_EXERCISE DIRECTIONS_.
Once you reach the line containing "the groom's hand", write out that line and every remaining line of the records exactly.

Stored dataset items
====================
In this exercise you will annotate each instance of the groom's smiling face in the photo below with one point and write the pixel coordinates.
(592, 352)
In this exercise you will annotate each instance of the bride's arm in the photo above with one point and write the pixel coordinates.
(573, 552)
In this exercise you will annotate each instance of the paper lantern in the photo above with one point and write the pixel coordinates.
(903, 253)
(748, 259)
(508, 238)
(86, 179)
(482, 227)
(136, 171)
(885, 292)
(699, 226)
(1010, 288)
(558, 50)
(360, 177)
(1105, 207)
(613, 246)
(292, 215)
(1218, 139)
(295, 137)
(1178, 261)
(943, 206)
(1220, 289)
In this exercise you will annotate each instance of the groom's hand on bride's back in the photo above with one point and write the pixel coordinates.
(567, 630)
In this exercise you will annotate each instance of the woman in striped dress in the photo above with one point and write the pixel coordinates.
====================
_FINAL ANSWER_.
In this exercise you will annotate each instance of the groom's hand on bride's back in the photo above with one point and write the pixel coordinates.
(567, 630)
In this exercise you will annotate each instance of the woman in striped dress in the photo above with one point and write the pixel coordinates.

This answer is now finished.